> [EXERCISE PROMPT]
Begin with the line that has "Where can you find the snow pile". Give it and every line after it again, exactly, through the end of the entries below.

> [Data items]
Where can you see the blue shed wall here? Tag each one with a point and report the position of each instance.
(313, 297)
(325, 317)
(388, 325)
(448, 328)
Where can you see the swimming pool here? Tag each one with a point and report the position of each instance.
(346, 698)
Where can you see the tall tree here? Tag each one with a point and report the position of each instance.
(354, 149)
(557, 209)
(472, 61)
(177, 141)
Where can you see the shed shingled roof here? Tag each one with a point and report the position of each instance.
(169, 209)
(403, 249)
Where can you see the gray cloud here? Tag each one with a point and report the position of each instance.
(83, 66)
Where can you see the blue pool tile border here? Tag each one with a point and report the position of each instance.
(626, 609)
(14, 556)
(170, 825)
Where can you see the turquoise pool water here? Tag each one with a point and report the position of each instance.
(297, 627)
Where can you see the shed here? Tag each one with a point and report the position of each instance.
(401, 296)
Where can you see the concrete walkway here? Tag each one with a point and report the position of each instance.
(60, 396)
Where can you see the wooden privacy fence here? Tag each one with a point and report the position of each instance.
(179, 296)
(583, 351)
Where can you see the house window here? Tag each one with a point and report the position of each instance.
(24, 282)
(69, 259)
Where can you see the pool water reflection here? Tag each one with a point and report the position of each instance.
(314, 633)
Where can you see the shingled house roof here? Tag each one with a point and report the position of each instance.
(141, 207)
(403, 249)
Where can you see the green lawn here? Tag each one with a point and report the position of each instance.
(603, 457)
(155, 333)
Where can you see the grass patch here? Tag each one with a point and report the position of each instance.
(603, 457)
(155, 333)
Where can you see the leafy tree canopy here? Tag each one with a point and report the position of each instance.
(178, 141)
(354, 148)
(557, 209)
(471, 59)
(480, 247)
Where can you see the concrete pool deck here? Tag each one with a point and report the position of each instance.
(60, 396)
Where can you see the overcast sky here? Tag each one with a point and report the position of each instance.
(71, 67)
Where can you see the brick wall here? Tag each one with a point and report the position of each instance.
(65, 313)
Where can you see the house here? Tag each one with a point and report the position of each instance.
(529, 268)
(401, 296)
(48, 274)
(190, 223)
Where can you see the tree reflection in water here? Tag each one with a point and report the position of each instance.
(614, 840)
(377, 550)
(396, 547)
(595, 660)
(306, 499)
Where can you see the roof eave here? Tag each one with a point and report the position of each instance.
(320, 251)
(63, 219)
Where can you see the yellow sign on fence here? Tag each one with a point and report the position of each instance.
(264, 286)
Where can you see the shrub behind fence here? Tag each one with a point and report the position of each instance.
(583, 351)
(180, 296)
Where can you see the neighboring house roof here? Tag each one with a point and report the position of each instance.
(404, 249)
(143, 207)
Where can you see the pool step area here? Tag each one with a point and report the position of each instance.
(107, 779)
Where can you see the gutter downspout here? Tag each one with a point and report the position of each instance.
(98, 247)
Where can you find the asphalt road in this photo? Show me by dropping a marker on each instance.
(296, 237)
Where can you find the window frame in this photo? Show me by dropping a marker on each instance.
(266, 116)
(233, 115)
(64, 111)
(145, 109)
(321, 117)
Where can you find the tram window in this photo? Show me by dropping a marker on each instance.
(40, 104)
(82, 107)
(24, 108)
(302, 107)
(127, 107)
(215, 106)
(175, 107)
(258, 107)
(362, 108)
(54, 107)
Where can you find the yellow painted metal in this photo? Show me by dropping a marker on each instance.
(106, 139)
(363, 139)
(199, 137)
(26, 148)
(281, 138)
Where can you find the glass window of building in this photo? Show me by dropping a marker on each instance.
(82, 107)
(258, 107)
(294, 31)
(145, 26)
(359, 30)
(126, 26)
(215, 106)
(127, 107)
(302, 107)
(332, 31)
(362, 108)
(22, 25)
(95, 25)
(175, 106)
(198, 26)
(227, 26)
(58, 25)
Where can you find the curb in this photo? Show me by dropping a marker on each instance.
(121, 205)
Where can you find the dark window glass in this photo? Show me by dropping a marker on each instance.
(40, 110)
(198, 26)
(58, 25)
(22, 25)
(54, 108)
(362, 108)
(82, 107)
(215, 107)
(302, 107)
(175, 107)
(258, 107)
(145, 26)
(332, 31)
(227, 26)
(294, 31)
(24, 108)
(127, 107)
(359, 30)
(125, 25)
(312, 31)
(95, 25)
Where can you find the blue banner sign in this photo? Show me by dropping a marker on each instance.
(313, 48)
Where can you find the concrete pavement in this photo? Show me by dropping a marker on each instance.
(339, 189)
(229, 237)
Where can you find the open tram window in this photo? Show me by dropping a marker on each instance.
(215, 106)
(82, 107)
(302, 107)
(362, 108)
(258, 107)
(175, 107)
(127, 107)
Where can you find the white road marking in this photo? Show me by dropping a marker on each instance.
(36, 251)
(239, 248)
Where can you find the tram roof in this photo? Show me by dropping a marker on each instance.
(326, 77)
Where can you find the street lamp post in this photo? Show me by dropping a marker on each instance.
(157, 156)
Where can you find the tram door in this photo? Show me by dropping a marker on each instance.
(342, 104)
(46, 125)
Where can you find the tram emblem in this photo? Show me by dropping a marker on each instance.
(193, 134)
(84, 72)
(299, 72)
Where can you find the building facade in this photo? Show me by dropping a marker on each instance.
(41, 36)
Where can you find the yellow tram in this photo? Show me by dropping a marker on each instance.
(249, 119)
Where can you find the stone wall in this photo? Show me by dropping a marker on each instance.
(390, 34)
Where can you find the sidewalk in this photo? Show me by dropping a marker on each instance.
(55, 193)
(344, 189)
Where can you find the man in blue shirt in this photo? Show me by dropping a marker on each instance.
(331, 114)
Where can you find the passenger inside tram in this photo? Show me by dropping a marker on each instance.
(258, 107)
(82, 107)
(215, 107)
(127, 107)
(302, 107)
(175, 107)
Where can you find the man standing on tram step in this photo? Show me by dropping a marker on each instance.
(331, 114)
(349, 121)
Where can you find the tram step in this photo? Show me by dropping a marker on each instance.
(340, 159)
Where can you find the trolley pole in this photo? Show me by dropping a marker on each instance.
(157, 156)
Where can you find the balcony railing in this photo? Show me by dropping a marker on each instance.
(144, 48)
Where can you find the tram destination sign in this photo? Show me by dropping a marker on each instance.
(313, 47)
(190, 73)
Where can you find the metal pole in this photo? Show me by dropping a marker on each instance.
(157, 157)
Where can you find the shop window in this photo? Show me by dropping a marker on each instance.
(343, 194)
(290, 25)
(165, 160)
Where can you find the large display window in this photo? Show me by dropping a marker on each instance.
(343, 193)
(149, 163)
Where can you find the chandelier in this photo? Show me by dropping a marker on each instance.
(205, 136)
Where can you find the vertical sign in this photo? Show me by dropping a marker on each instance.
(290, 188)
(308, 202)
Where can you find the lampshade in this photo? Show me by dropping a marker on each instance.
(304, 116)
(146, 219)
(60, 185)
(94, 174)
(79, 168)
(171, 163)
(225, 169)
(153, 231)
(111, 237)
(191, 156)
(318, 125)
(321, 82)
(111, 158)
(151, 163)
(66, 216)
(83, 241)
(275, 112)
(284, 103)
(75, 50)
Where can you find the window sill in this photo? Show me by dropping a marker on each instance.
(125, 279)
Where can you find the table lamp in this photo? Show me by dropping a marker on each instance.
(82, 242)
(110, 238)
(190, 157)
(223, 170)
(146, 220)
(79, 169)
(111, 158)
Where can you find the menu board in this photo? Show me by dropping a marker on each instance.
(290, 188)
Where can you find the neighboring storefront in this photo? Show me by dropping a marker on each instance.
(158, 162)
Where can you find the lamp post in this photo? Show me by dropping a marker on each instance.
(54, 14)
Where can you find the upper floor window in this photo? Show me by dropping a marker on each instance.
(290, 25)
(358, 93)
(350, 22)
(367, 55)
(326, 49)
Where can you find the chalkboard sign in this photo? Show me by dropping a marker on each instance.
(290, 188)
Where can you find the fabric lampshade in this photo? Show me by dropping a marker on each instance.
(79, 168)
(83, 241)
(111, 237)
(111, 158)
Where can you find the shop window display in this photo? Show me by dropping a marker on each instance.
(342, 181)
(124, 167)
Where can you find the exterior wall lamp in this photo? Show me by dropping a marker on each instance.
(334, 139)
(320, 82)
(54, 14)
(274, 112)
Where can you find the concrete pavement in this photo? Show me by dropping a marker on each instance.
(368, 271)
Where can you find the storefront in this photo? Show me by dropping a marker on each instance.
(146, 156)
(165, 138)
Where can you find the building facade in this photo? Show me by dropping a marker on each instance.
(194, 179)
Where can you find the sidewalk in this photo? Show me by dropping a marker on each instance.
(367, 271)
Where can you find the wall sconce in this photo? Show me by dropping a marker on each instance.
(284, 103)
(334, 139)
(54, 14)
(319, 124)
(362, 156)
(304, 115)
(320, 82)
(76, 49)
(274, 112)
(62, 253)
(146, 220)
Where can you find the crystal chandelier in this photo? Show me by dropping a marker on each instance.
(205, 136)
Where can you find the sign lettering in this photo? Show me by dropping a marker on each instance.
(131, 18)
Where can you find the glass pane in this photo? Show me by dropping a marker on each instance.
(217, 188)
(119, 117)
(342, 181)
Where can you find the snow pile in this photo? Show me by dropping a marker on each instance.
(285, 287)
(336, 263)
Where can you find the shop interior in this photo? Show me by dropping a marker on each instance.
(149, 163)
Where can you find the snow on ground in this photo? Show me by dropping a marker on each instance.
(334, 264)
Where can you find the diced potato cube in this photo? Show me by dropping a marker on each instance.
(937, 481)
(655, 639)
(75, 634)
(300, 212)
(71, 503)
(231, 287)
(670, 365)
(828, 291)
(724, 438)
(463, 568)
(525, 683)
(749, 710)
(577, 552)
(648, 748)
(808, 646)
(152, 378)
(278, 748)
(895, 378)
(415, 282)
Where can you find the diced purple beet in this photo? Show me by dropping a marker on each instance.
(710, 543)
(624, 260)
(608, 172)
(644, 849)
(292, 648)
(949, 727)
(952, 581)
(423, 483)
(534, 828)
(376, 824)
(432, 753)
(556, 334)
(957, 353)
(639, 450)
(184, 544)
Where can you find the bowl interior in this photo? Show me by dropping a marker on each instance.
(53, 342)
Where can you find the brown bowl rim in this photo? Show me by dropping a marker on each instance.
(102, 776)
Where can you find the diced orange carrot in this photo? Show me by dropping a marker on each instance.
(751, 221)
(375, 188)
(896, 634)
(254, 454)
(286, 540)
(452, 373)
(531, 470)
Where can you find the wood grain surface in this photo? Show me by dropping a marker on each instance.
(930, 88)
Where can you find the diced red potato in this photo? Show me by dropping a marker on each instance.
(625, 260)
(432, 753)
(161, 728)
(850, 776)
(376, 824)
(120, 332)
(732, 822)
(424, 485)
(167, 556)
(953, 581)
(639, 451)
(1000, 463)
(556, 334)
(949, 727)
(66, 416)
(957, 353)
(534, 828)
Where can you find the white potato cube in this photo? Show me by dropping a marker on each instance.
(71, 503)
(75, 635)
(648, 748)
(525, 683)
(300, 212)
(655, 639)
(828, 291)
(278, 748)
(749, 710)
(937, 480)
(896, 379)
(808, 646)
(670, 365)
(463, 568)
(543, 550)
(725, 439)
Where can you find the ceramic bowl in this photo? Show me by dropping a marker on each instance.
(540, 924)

> [OUTPUT BELOW]
Where can you find the snow pile in this photo? Show me by dropping a marker on each instance.
(285, 287)
(336, 263)
Where can you find the shop interior in this photo? Show me by dropping a marker on each instance.
(149, 163)
Where can you find the snow on ground in this photo? Show me by dropping a marker on each instance.
(334, 264)
Where can you find the diced potato cube in this photo? Show me by dropping a marker on each instance.
(937, 481)
(655, 639)
(75, 634)
(300, 212)
(71, 503)
(231, 287)
(670, 365)
(828, 291)
(724, 438)
(463, 568)
(525, 683)
(749, 710)
(577, 552)
(648, 748)
(808, 646)
(152, 378)
(278, 748)
(895, 378)
(415, 282)
Where can you find the diced purple beet in this photo? Show me by dropping a marker on each instance.
(710, 543)
(624, 260)
(608, 172)
(644, 849)
(292, 648)
(949, 727)
(952, 581)
(423, 483)
(534, 828)
(376, 824)
(432, 753)
(556, 334)
(957, 353)
(639, 450)
(184, 544)
Where can you find the bowl interior in this photo? Show me by dropping a marker on each instance.
(53, 342)
Where can you find the brown bowl rim in this photo? Show me by dropping a marker on each instance.
(102, 776)
Where can you find the diced orange carrot in this photo? Show me by dropping a marker on each instance.
(751, 221)
(375, 188)
(896, 634)
(254, 454)
(286, 540)
(452, 373)
(531, 470)
Where can you find the wood grain surface in this photo? Show me by dropping a marker on each instance.
(930, 88)
Where can you find the diced red potato in this photo? Show me by dropping a marker on each instance.
(625, 260)
(432, 753)
(161, 728)
(850, 776)
(376, 824)
(120, 332)
(732, 822)
(424, 485)
(167, 556)
(953, 581)
(639, 451)
(1000, 463)
(556, 334)
(949, 727)
(66, 416)
(957, 353)
(534, 828)
Where can you find the white potato cube in this photo? Show me by dropping a marker on each instance.
(71, 503)
(75, 635)
(648, 748)
(525, 683)
(300, 212)
(655, 639)
(828, 291)
(278, 748)
(749, 710)
(937, 480)
(896, 379)
(808, 646)
(670, 365)
(463, 568)
(543, 550)
(725, 439)
Where can you find the ceramic bowl in this photo? Show me by dropping a marker on each instance.
(540, 924)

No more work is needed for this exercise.